=== Task details ===
Your task is to print all of the entries exactly, though the pictures should not be included.

***** Supplied data

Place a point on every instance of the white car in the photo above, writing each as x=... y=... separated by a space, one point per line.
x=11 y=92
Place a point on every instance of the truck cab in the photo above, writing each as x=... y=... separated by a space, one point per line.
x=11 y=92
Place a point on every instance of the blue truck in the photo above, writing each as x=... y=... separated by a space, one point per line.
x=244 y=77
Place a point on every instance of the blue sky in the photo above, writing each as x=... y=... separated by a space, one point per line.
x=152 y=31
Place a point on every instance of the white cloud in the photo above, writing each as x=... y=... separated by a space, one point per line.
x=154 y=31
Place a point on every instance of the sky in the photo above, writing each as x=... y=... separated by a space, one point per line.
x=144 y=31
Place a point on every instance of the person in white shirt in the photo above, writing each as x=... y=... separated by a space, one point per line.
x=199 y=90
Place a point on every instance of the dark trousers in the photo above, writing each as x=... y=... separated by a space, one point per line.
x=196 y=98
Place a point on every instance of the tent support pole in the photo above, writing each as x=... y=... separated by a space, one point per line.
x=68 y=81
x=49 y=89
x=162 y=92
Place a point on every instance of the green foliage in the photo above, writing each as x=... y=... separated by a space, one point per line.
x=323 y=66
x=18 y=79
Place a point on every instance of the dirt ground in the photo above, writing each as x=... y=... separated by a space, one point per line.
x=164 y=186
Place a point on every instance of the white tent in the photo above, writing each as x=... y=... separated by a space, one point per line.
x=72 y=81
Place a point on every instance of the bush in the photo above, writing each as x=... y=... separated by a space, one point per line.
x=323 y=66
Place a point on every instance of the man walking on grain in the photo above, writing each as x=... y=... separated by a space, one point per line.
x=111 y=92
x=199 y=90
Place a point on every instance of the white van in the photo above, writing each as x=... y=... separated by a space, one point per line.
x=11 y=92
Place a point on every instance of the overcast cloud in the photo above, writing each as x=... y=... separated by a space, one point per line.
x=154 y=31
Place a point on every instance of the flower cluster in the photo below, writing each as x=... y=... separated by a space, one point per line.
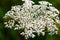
x=33 y=18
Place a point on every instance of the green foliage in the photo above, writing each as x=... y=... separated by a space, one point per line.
x=10 y=34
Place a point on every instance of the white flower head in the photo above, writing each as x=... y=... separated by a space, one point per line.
x=33 y=18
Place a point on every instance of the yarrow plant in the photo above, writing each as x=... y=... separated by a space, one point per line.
x=33 y=18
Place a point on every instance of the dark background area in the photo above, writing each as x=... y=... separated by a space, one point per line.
x=10 y=34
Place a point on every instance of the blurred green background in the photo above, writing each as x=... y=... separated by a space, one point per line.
x=10 y=34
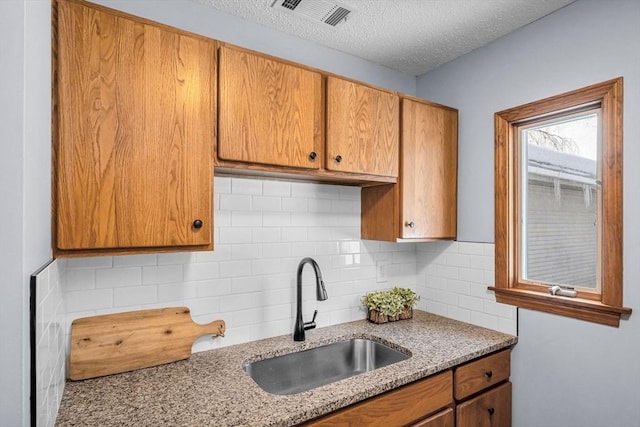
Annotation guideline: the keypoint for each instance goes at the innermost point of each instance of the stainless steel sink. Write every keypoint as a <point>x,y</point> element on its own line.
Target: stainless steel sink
<point>297,372</point>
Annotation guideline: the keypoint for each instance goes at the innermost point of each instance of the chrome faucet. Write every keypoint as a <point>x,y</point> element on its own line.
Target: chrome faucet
<point>321,295</point>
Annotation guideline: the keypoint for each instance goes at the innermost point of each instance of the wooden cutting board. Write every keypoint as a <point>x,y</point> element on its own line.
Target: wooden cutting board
<point>115,343</point>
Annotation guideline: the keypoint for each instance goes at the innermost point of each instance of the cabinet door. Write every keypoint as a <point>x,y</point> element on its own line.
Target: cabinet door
<point>133,159</point>
<point>270,112</point>
<point>362,129</point>
<point>490,409</point>
<point>428,182</point>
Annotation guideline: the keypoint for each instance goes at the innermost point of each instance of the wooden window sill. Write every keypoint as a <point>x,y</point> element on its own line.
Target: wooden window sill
<point>578,308</point>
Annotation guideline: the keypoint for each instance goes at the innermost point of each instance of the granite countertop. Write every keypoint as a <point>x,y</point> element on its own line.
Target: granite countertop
<point>212,389</point>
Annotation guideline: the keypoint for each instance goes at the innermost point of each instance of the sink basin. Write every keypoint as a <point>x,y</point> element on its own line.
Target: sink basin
<point>297,372</point>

**********

=== The answer ===
Place a point on every instance of the white car in the photo above, writing each as x=... y=... separated by a space, one point per line.
x=11 y=92
Place a point on every instance of the truck cab in the photo above, writing each as x=... y=... separated by a space, one point per line.
x=11 y=92
Place a point on every instance of the blue truck in the photo above, writing each as x=... y=... separated by a space, one point per line.
x=244 y=77
Place a point on every instance of the blue sky in the photo above, writing each as x=... y=... separated by a space, one point per line.
x=152 y=31
Place a point on every instance of the white cloud in the photo above, writing each as x=... y=... separated by a space, one point per line.
x=154 y=31
Place a point on every instance of the sky in the photo above, writing each as x=... y=... separated by a space, one point per line.
x=144 y=31
Place a point on every instance of the person in white shirt in the photo above, writing each as x=... y=... separated by a space, one point per line.
x=199 y=90
Place a point on every instance of the dark trousers in the photo above, writing each as x=... y=... separated by a space, one point per line.
x=196 y=98
Place a point on every instance of the tent support pole in the photo above, writing each as x=... y=... separated by a space, one point per line.
x=68 y=81
x=49 y=89
x=162 y=92
Place a point on every instance of the green foliage in the photo above, writing each as x=... y=... separated by a space, one point per line.
x=323 y=66
x=18 y=79
Place a point on every instance of the dirt ground in the photo above, writing each as x=... y=... separated by a space, one point per line.
x=164 y=186
Place a point on every instance of the white tent in the photo above, writing each as x=... y=... separated by a space, one point per line.
x=72 y=81
Place a point on every instance of the bush in the photo above, writing each as x=... y=... separated by a space, one point per line.
x=323 y=66
Place a point on every instance of the man walking on grain in the photo above, writing each as x=... y=... separated by a space, one point per line.
x=111 y=92
x=199 y=90
Place a point on every instance of the white van in the photo above, writing each as x=... y=... separated by a space, one point per line.
x=11 y=92
Place a point on every instance of the overcast cloud in the photo above, writing each as x=... y=... separated by a space, one point per line.
x=154 y=31
Place a point on every instance of the flower cluster in the photo below, writing each as x=... y=... separated by a space, one point per line.
x=33 y=18
Place a point on every instance of the green foliage in the photo above, writing each as x=... y=... separated by a space, one point per line.
x=10 y=34
Place a point on every instance of the white flower head in the photo above, writing each as x=... y=... separated by a space, one point per line.
x=33 y=18
Place a point on every instance of the yarrow plant in the photo above, writing each as x=... y=... separated by a space, one point per line.
x=33 y=18
Place a point on every instance of the dark background area in the photo above, writing each as x=... y=... separated by a space, one point per line.
x=10 y=34
Place a point on every instance of the blurred green background in the photo above, writing each as x=... y=... separated by a space, one point per line.
x=10 y=34
Annotation guideline: the keypoint for each instance goes at the innermost point of each instance of the stainless steel sink. Write every keypoint as a <point>x,y</point> element on its own line.
Target: stainless steel sink
<point>297,372</point>
Annotation guideline: the keypoint for each instance goes at the innermost point of each instance of the chrome faucet. Write every keypoint as a <point>x,y</point> element on its own line.
Target: chrome faucet
<point>321,295</point>
Annotation guideline: the keypoint for each instance goes at the innermost point of each instance of the wooden cutting board. Write every keypoint as a <point>x,y</point> element on its own line.
Target: wooden cutting board
<point>115,343</point>
Annotation guideline: the keypoint for each instance goes at the innermost point of each instance of the cabinet door. Write every keypoint as a <point>x,y</point> element on its own line.
Target: cabinet door
<point>133,159</point>
<point>270,112</point>
<point>362,129</point>
<point>490,409</point>
<point>428,182</point>
Annotation guideline: the keypoint for each instance goes at the innermost point of each instance of the wooden window sill. Write every keypoint as a <point>x,y</point> element on its own line.
Target: wooden window sill
<point>578,308</point>
Annotation guideline: the keypoint for each instance goes at the innermost point of each instance of the granite countertop. Write every keypoint as a <point>x,y</point> element on its own line.
Target: granite countertop
<point>212,389</point>
Annotation guideline: the keypoint for each instance goes at the innermost point of each instance of the sink basin. Write every keypoint as a <point>x,y</point> element on its own line.
Target: sink basin
<point>297,372</point>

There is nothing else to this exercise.